Object position labeling records
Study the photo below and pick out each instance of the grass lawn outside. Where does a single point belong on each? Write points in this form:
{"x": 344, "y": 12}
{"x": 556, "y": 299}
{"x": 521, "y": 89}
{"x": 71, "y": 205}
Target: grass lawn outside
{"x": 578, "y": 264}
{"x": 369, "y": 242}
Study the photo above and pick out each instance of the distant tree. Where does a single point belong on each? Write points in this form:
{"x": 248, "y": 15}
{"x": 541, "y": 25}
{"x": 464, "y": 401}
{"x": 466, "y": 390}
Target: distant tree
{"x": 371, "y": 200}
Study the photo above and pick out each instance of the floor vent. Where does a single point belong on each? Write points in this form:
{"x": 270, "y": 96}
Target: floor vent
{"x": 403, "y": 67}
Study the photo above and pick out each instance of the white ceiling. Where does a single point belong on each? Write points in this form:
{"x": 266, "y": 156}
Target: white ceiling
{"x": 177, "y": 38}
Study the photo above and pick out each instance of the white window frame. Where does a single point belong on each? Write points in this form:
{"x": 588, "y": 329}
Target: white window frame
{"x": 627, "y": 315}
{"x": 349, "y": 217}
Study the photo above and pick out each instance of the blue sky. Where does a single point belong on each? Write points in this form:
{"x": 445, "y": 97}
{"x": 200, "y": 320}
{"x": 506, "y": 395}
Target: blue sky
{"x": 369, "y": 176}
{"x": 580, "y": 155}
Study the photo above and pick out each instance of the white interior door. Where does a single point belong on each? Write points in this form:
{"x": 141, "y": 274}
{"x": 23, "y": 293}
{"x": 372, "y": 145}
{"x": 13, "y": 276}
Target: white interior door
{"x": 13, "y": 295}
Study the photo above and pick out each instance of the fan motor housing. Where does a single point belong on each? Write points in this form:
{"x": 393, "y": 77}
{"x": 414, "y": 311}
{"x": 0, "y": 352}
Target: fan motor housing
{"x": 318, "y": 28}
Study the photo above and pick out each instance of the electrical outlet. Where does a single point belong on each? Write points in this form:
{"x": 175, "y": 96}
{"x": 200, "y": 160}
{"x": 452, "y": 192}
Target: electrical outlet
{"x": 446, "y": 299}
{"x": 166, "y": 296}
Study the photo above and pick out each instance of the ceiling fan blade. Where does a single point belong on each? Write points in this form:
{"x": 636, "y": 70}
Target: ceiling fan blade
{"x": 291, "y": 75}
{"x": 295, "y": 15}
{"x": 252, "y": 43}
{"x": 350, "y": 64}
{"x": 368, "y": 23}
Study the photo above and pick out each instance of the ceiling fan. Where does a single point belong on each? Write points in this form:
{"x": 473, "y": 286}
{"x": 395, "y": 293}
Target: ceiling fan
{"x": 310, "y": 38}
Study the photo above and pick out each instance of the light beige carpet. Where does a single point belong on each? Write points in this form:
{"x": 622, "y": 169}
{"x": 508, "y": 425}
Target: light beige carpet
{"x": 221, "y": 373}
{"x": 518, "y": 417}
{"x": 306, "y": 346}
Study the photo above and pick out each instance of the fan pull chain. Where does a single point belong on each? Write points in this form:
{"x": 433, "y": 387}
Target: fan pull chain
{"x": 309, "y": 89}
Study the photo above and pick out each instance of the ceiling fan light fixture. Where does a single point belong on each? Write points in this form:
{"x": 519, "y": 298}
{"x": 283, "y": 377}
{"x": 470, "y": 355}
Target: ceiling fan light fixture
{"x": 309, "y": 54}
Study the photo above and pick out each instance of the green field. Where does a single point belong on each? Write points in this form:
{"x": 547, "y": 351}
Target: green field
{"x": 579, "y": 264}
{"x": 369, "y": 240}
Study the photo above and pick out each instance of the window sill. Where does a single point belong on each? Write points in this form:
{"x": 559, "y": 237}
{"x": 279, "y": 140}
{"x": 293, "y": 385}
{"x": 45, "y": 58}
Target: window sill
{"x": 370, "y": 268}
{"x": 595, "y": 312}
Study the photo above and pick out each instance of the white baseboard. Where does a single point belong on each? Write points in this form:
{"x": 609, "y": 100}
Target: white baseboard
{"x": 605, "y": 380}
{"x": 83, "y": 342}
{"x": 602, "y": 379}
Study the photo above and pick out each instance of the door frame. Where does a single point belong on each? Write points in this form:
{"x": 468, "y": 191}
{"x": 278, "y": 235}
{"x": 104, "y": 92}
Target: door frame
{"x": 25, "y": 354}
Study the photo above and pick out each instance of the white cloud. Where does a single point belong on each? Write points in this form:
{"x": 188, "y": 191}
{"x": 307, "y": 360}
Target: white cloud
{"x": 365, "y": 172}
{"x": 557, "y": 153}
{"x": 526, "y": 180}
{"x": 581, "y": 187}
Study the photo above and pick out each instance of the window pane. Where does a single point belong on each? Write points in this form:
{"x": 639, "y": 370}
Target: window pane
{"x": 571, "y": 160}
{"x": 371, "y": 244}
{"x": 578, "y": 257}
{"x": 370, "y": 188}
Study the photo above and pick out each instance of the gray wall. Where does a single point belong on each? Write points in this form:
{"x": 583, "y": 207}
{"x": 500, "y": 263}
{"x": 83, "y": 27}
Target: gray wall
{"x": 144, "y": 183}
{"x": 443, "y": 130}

Written exercise:
Rewrite all of the records above, replacing every "pick out" with "locate" and leaving everything else unchanged.

Correct answer:
Study the photo below and locate each instance of the grass lawn outside. Where does a single point belong on each? Write points in this form:
{"x": 344, "y": 12}
{"x": 556, "y": 299}
{"x": 521, "y": 89}
{"x": 71, "y": 205}
Target: grass lawn outside
{"x": 578, "y": 264}
{"x": 369, "y": 242}
Study the photo above and locate each instance of the distant tree. Where does a single point belong on each? Write points in this form:
{"x": 248, "y": 15}
{"x": 541, "y": 25}
{"x": 464, "y": 401}
{"x": 466, "y": 390}
Target: distant tree
{"x": 371, "y": 200}
Study the photo above and locate each instance of the floor vent. Where does a single point belong on each? Write points in this form:
{"x": 270, "y": 96}
Target: floor vent
{"x": 403, "y": 67}
Study the photo above and locate each instance of the white ceiling. Where does a single point belong on each? Write points in this form:
{"x": 266, "y": 156}
Target: white ceiling
{"x": 177, "y": 38}
Study the photo above and locate each instance of the white window frame. Where does a single point belong on each? Write points in this form:
{"x": 588, "y": 329}
Target: white window frame
{"x": 627, "y": 315}
{"x": 349, "y": 217}
Study the photo above and locate each instance of the blue sky. Where does a single point belong on each? Write points in this form:
{"x": 445, "y": 97}
{"x": 200, "y": 320}
{"x": 506, "y": 395}
Target: blue sky
{"x": 369, "y": 176}
{"x": 580, "y": 155}
Study the photo above and locate each instance of the white interior door. Where does a single point belong on each? Write points in this form:
{"x": 141, "y": 274}
{"x": 23, "y": 293}
{"x": 372, "y": 145}
{"x": 13, "y": 276}
Target: white interior door
{"x": 13, "y": 295}
Study the photo above and locate each instance of the fan motor housing. Where does a single point belong on each? Write points in this form:
{"x": 393, "y": 77}
{"x": 414, "y": 311}
{"x": 0, "y": 352}
Target: fan motor housing
{"x": 318, "y": 28}
Study the photo above and locate each instance of the electrical outlet. Where does a single point belong on each? Write points in this form:
{"x": 175, "y": 96}
{"x": 200, "y": 160}
{"x": 452, "y": 192}
Target: electrical outlet
{"x": 446, "y": 299}
{"x": 166, "y": 296}
Study the photo above and locate each instance of the ceiling fan blade. Where does a single point belong on each? Write points in this form:
{"x": 636, "y": 70}
Target: ceiling fan blade
{"x": 291, "y": 75}
{"x": 295, "y": 15}
{"x": 252, "y": 43}
{"x": 350, "y": 64}
{"x": 368, "y": 23}
Study the photo above and locate each instance of the ceiling fan. Where does a single point belong on each? Write points in this form:
{"x": 473, "y": 286}
{"x": 395, "y": 293}
Target: ceiling fan
{"x": 310, "y": 38}
Study the photo above and locate each instance of the light beige carpet. Where does a single point belong on each? Write points in this form:
{"x": 622, "y": 169}
{"x": 508, "y": 425}
Target: light beige carpet
{"x": 221, "y": 373}
{"x": 518, "y": 417}
{"x": 306, "y": 346}
Study the photo above and locate each instance of the fan pull chain. Where does a single point belong on each? Write points in this form:
{"x": 433, "y": 387}
Target: fan pull chain
{"x": 309, "y": 89}
Study the photo above and locate each instance of the ceiling fan light fixture. Where does a single point belong on each? Write points in this form:
{"x": 519, "y": 298}
{"x": 283, "y": 377}
{"x": 470, "y": 355}
Target: ceiling fan light fixture
{"x": 309, "y": 54}
Study the photo above and locate each instance of the green field. Where does a single point belong on each? Write points in this form:
{"x": 547, "y": 351}
Target: green field
{"x": 579, "y": 264}
{"x": 369, "y": 240}
Study the photo above and locate each instance of the window sill. Where does a single point belong on each? Write points in this form:
{"x": 559, "y": 237}
{"x": 279, "y": 140}
{"x": 293, "y": 385}
{"x": 45, "y": 58}
Target: window sill
{"x": 370, "y": 268}
{"x": 595, "y": 312}
Study the photo above and locate each instance of the white baseboard. Where does a single point belong on each? Write points in this form:
{"x": 609, "y": 100}
Target: white baseboard
{"x": 605, "y": 380}
{"x": 83, "y": 342}
{"x": 602, "y": 379}
Study the photo above and locate each instance of the door frame. Where does a single point belong on each? Write points in this form:
{"x": 468, "y": 191}
{"x": 278, "y": 235}
{"x": 104, "y": 92}
Target: door frame
{"x": 25, "y": 354}
Study the photo above and locate each instance of the white cloud. Where does a single point belong on each? Write points in this form:
{"x": 188, "y": 191}
{"x": 307, "y": 360}
Target: white cloud
{"x": 365, "y": 172}
{"x": 557, "y": 153}
{"x": 526, "y": 180}
{"x": 581, "y": 187}
Study the photo above and locate each instance of the window pane. Where does a single point belong on each? Write points in this form:
{"x": 639, "y": 370}
Target: window pane
{"x": 571, "y": 160}
{"x": 371, "y": 244}
{"x": 578, "y": 257}
{"x": 370, "y": 188}
Study the photo above and locate each instance of the gray wall. Where does a single point belong on each? Write points in this form:
{"x": 583, "y": 207}
{"x": 500, "y": 263}
{"x": 83, "y": 27}
Target: gray wall
{"x": 144, "y": 183}
{"x": 443, "y": 130}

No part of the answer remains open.